▶ **WHAT IS EXPECTED**:
Starting with the line that holds "Provide the mask of every instance of the blue", repeat each line through the last one below, exactly. Pictures stay out.

[Data entries]
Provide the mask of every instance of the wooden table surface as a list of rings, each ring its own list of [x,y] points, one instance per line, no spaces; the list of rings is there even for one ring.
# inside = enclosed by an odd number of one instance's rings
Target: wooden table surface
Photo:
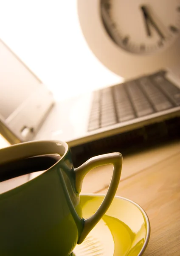
[[[111,166],[90,172],[82,192],[105,193]],[[180,256],[180,142],[125,157],[116,195],[146,211],[151,233],[144,256]]]

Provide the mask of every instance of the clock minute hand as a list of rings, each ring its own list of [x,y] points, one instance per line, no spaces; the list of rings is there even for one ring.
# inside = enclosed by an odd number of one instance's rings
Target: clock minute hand
[[[146,7],[146,6],[141,6],[141,9],[143,10],[143,11],[146,14],[146,17],[147,20],[149,20],[149,22],[150,22],[151,23],[151,25],[154,27],[154,29],[156,30],[157,32],[159,35],[160,37],[162,39],[164,39],[165,37],[164,35],[158,27],[157,24],[155,22],[154,20],[152,18],[152,17],[151,16],[149,13],[148,12],[147,8]]]
[[[141,7],[141,10],[143,12],[143,15],[145,22],[146,29],[147,32],[147,35],[148,36],[151,36],[151,32],[150,30],[149,24],[148,23],[148,15],[147,13],[146,10],[145,6]]]

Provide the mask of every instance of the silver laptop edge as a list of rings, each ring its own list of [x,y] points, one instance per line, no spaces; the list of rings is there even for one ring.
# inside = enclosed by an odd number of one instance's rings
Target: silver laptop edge
[[[1,41],[0,47],[1,43],[39,82],[37,88],[7,118],[0,116],[0,132],[11,144],[53,139],[65,140],[73,147],[180,116],[180,107],[177,107],[88,132],[92,94],[55,103],[46,86]],[[171,70],[168,70],[166,77],[180,87],[180,79]]]

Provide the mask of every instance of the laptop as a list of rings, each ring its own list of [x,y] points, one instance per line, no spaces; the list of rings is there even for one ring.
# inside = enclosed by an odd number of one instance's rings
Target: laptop
[[[11,144],[63,140],[79,164],[97,154],[179,135],[178,67],[55,102],[1,40],[0,55],[0,134]]]

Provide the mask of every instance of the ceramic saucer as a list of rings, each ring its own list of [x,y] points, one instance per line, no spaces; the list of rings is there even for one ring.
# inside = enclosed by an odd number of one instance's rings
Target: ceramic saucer
[[[104,197],[81,195],[84,218],[96,212]],[[116,196],[106,215],[73,253],[76,256],[140,256],[147,246],[150,230],[148,218],[141,207]]]

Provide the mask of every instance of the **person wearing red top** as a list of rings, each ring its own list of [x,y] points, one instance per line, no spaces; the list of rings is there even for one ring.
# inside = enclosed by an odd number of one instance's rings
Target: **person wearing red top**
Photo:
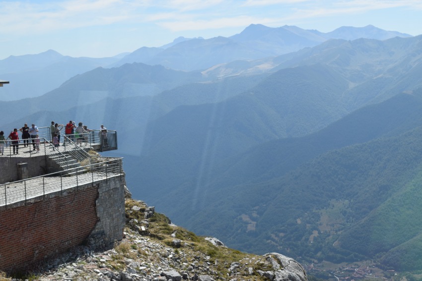
[[[15,128],[13,129],[13,131],[10,133],[7,139],[12,140],[12,145],[13,147],[13,154],[15,154],[15,149],[16,149],[16,154],[19,154],[19,135],[17,134],[17,129]]]
[[[73,130],[74,128],[76,127],[75,124],[72,122],[72,120],[70,120],[69,121],[69,122],[66,124],[66,126],[65,127],[65,134],[67,137],[69,138],[69,139],[73,140],[73,134],[72,134],[72,130]],[[65,141],[66,140],[65,138],[63,140],[63,144],[65,144]]]

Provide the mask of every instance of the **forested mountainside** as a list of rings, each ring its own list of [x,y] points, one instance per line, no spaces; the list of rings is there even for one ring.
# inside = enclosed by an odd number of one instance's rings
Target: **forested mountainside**
[[[422,159],[421,42],[332,40],[189,72],[99,68],[4,102],[3,125],[72,119],[117,130],[134,197],[230,246],[421,269],[411,218],[421,203],[412,196]],[[390,218],[398,229],[385,228]]]

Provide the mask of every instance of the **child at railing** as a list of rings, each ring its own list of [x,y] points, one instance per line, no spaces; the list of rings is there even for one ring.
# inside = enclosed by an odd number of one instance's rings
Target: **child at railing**
[[[13,154],[19,154],[19,135],[17,134],[17,129],[15,128],[13,129],[13,131],[10,133],[7,139],[12,140],[12,146],[13,148]]]
[[[56,124],[57,125],[57,124]],[[57,137],[57,134],[54,134],[54,137],[53,138],[53,145],[55,148],[58,148],[60,146],[60,143],[59,142],[59,138]],[[58,148],[58,149],[59,149]]]
[[[40,152],[40,136],[38,134],[35,136],[35,148],[37,153]]]
[[[6,146],[6,139],[4,138],[4,132],[1,131],[0,131],[0,152],[1,153],[1,155],[4,152],[5,146]]]

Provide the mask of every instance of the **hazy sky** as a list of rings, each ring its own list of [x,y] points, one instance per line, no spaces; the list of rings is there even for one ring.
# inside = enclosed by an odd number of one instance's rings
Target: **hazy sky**
[[[421,0],[0,0],[0,59],[49,49],[110,56],[179,37],[230,36],[252,23],[323,32],[372,24],[422,34]]]

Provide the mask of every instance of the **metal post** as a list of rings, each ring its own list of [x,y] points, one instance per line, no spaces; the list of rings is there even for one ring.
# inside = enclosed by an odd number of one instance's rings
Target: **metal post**
[[[122,159],[119,160],[119,173],[120,174],[120,180],[122,180]]]
[[[4,206],[7,210],[7,196],[6,196],[6,185],[4,184]]]

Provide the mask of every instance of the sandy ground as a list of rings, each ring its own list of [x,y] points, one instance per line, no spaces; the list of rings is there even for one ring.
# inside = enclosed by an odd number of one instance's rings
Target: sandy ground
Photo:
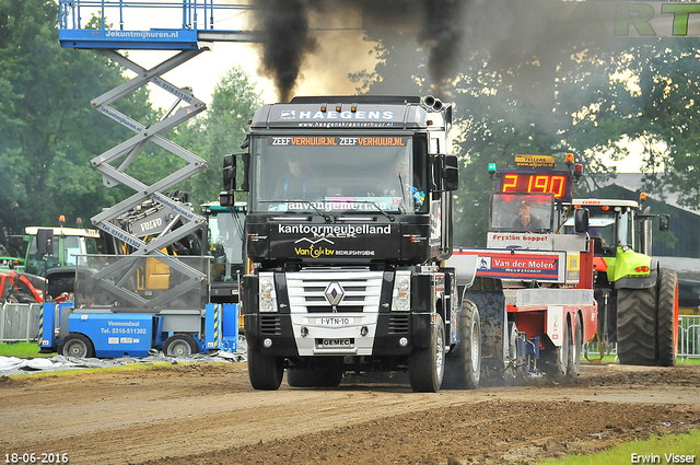
[[[0,458],[512,464],[700,428],[700,367],[583,364],[574,381],[438,394],[401,381],[352,376],[332,390],[258,392],[245,363],[0,377]]]

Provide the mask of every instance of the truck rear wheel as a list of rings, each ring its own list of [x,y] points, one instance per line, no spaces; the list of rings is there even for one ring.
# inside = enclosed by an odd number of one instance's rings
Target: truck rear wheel
[[[78,333],[69,334],[58,345],[58,353],[63,357],[85,359],[95,357],[95,347],[88,336]]]
[[[618,289],[617,357],[623,364],[656,364],[655,286]]]
[[[199,346],[191,335],[174,334],[165,340],[163,353],[168,357],[189,357],[199,353]]]
[[[254,390],[277,391],[284,375],[284,358],[266,356],[248,347],[248,377]]]
[[[440,314],[428,348],[415,348],[408,357],[408,377],[417,393],[436,393],[445,373],[445,325]]]
[[[661,270],[657,312],[658,364],[673,367],[676,364],[678,356],[678,277],[676,271]]]

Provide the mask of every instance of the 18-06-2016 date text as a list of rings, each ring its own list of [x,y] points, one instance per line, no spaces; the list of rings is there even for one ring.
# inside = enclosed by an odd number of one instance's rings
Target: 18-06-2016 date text
[[[68,454],[58,452],[26,452],[23,454],[4,454],[5,464],[67,464]]]

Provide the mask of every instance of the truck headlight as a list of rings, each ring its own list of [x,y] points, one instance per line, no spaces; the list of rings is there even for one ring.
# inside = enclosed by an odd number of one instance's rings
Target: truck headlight
[[[277,293],[275,292],[275,278],[271,272],[260,274],[258,281],[260,301],[258,309],[260,312],[277,312]]]
[[[396,271],[394,291],[392,292],[392,310],[398,312],[408,312],[411,310],[410,271]]]

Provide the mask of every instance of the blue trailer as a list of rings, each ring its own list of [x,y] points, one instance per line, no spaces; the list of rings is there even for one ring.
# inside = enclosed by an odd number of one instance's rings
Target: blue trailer
[[[66,357],[148,357],[152,349],[166,356],[212,350],[235,352],[238,304],[208,303],[197,313],[115,313],[105,307],[79,307],[72,302],[45,302],[39,309],[38,345]]]

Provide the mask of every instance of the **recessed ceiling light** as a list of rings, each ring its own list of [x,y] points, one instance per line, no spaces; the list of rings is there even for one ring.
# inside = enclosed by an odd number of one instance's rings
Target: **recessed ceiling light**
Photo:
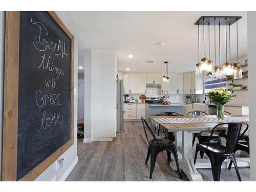
[[[163,46],[164,46],[164,42],[159,42],[157,44],[157,45],[161,47],[163,47]]]

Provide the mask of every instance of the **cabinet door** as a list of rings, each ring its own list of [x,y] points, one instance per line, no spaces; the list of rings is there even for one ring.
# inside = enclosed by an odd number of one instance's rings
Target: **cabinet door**
[[[123,88],[124,89],[124,93],[128,94],[130,93],[130,74],[123,74]]]
[[[191,94],[191,73],[185,73],[183,75],[183,93],[184,94]]]
[[[162,75],[161,74],[154,74],[154,80],[155,83],[161,83]]]
[[[146,74],[146,83],[154,83],[154,74]]]
[[[191,90],[192,93],[196,93],[196,72],[191,73]]]
[[[171,83],[171,93],[172,94],[178,94],[178,75],[177,74],[171,74],[170,77],[170,83]]]
[[[142,116],[145,118],[145,104],[137,104],[137,119],[140,119]]]
[[[146,74],[130,73],[130,92],[132,94],[145,94],[146,92]]]
[[[177,81],[178,93],[182,94],[183,93],[183,74],[178,74]]]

▶ **WRITTEN ANSWER**:
Provide the mask of every instance of the blue trailer as a list of rings, each ring its own list of [x,y] points, one instance per line, no spaces; the list of rings is there even for one ring.
# inside = enclosed by an odd number of one instance's rings
Target: blue trailer
[[[66,357],[148,357],[152,349],[166,356],[212,350],[235,352],[238,304],[208,303],[197,313],[115,313],[105,307],[79,307],[72,302],[45,302],[39,309],[38,345]]]

Provide the mask of every instance of the **recessed ceiling light** as a list of rings, each ring its own list of [x,y] points, one instance per line, no spaces; the list of rings is there even for one ring.
# inside = enclosed by an odd number of one instance's rings
Target: **recessed ceiling light**
Photo:
[[[163,46],[164,46],[164,42],[159,42],[157,44],[157,45],[161,47],[163,47]]]

Provide the mask of every instance of the **cabinet door** as a list of rings, each ring its own list of [x,y] points, one instance per line, no spaces; the list of rings is there even for one ring.
# inside = enclosed by an odd number of one instance's rings
Target: **cabinet door**
[[[123,88],[124,89],[124,93],[128,94],[130,93],[130,74],[123,74]]]
[[[191,94],[191,73],[185,73],[183,75],[183,93],[184,94]]]
[[[162,75],[161,74],[154,74],[154,80],[155,83],[161,83]]]
[[[146,74],[146,83],[154,83],[154,74]]]
[[[191,90],[192,93],[196,93],[196,72],[191,73]]]
[[[171,83],[171,93],[172,94],[178,94],[178,75],[177,74],[171,74],[170,77],[170,83]]]
[[[142,116],[145,118],[145,104],[137,104],[137,119],[140,119]]]
[[[146,74],[130,73],[130,92],[132,94],[145,94],[146,92]]]
[[[177,81],[178,93],[182,94],[183,93],[183,74],[178,74]]]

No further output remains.